- **Exercise description**: Find every line in the items below that contains the word "seed", matching case, and copy each of those lines.

- **Records shown**:
○ ○ ○ ○ ○ ○ ○

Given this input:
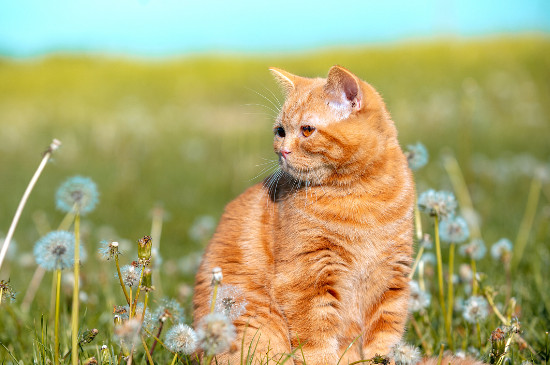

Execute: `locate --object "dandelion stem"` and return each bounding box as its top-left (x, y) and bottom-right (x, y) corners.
top-left (115, 255), bottom-right (130, 306)
top-left (170, 352), bottom-right (178, 365)
top-left (409, 245), bottom-right (424, 279)
top-left (434, 215), bottom-right (447, 328)
top-left (470, 258), bottom-right (477, 297)
top-left (512, 174), bottom-right (542, 272)
top-left (141, 336), bottom-right (155, 365)
top-left (130, 264), bottom-right (145, 318)
top-left (54, 269), bottom-right (61, 365)
top-left (0, 139), bottom-right (61, 269)
top-left (210, 282), bottom-right (218, 313)
top-left (71, 208), bottom-right (80, 365)
top-left (445, 242), bottom-right (456, 352)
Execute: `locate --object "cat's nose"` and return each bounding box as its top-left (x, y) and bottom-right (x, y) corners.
top-left (281, 150), bottom-right (290, 158)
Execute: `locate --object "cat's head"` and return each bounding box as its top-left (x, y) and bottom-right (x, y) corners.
top-left (270, 66), bottom-right (396, 185)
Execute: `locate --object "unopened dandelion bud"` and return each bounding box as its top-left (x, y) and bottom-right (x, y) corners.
top-left (78, 328), bottom-right (99, 345)
top-left (491, 328), bottom-right (506, 363)
top-left (138, 236), bottom-right (153, 262)
top-left (0, 279), bottom-right (15, 304)
top-left (83, 356), bottom-right (98, 365)
top-left (141, 268), bottom-right (155, 291)
top-left (113, 314), bottom-right (122, 326)
top-left (212, 267), bottom-right (223, 285)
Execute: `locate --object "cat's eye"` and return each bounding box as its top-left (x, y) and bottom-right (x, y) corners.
top-left (275, 127), bottom-right (286, 138)
top-left (301, 125), bottom-right (315, 137)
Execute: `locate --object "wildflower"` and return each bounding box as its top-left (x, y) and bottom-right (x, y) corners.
top-left (115, 265), bottom-right (141, 288)
top-left (197, 313), bottom-right (236, 356)
top-left (214, 284), bottom-right (248, 321)
top-left (439, 216), bottom-right (470, 243)
top-left (99, 240), bottom-right (121, 260)
top-left (389, 342), bottom-right (421, 365)
top-left (34, 231), bottom-right (75, 270)
top-left (409, 280), bottom-right (430, 313)
top-left (55, 176), bottom-right (99, 215)
top-left (114, 316), bottom-right (141, 347)
top-left (491, 238), bottom-right (512, 262)
top-left (138, 236), bottom-right (153, 262)
top-left (153, 298), bottom-right (184, 323)
top-left (462, 296), bottom-right (489, 323)
top-left (405, 142), bottom-right (428, 171)
top-left (164, 323), bottom-right (198, 355)
top-left (418, 189), bottom-right (457, 219)
top-left (419, 233), bottom-right (433, 250)
top-left (189, 215), bottom-right (216, 242)
top-left (0, 280), bottom-right (15, 303)
top-left (460, 238), bottom-right (487, 261)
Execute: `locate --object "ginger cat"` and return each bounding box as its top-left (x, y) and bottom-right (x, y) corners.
top-left (193, 66), bottom-right (484, 365)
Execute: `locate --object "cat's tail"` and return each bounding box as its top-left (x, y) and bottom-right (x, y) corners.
top-left (417, 355), bottom-right (485, 365)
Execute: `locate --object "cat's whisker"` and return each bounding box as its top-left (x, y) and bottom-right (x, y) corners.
top-left (247, 88), bottom-right (281, 114)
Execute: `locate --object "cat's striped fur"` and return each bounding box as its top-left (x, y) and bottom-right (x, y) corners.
top-left (194, 66), bottom-right (484, 365)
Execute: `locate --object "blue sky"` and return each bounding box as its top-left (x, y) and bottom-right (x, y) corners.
top-left (0, 0), bottom-right (550, 57)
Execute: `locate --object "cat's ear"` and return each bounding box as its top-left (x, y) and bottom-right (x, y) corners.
top-left (325, 66), bottom-right (362, 110)
top-left (269, 67), bottom-right (298, 96)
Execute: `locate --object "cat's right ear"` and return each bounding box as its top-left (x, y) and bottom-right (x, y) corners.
top-left (269, 67), bottom-right (298, 96)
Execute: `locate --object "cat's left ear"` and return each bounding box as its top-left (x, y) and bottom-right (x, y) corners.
top-left (325, 66), bottom-right (362, 111)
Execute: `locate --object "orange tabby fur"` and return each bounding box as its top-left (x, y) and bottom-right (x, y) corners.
top-left (193, 66), bottom-right (478, 365)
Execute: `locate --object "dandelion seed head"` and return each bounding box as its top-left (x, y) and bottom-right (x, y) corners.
top-left (210, 284), bottom-right (248, 321)
top-left (55, 176), bottom-right (99, 215)
top-left (389, 342), bottom-right (421, 365)
top-left (33, 231), bottom-right (75, 270)
top-left (197, 313), bottom-right (236, 356)
top-left (418, 189), bottom-right (457, 219)
top-left (115, 265), bottom-right (141, 288)
top-left (462, 296), bottom-right (489, 323)
top-left (165, 323), bottom-right (198, 355)
top-left (459, 238), bottom-right (487, 261)
top-left (405, 142), bottom-right (428, 171)
top-left (439, 216), bottom-right (470, 243)
top-left (409, 280), bottom-right (431, 313)
top-left (491, 238), bottom-right (513, 261)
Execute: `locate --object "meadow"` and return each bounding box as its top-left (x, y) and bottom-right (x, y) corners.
top-left (0, 35), bottom-right (550, 364)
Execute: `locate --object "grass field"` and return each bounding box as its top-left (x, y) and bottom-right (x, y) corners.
top-left (0, 36), bottom-right (550, 364)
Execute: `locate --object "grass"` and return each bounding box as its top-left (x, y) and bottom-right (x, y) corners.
top-left (0, 36), bottom-right (550, 363)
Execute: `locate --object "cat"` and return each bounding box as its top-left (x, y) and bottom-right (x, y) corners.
top-left (193, 66), bottom-right (484, 365)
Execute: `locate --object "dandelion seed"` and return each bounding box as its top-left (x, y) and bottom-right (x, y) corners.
top-left (164, 323), bottom-right (198, 355)
top-left (405, 142), bottom-right (428, 171)
top-left (462, 296), bottom-right (489, 323)
top-left (409, 280), bottom-right (431, 313)
top-left (439, 216), bottom-right (470, 243)
top-left (197, 313), bottom-right (236, 356)
top-left (460, 238), bottom-right (487, 261)
top-left (34, 231), bottom-right (75, 270)
top-left (115, 265), bottom-right (141, 288)
top-left (491, 238), bottom-right (512, 261)
top-left (189, 215), bottom-right (216, 242)
top-left (0, 280), bottom-right (15, 303)
top-left (418, 189), bottom-right (457, 219)
top-left (389, 342), bottom-right (421, 365)
top-left (153, 298), bottom-right (184, 323)
top-left (210, 284), bottom-right (248, 321)
top-left (99, 240), bottom-right (121, 260)
top-left (55, 176), bottom-right (99, 215)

○ ○ ○ ○ ○ ○ ○

- **Answer to this task**:
Execute: `locate --object "dandelion seed head"` and return each bounding box as its top-left (x, y) and bottom-right (x, y) corners.
Execute: `locate --object "dandelion seed"` and return each bounding box as its top-left (x, y) and bottom-right (x, y) corners.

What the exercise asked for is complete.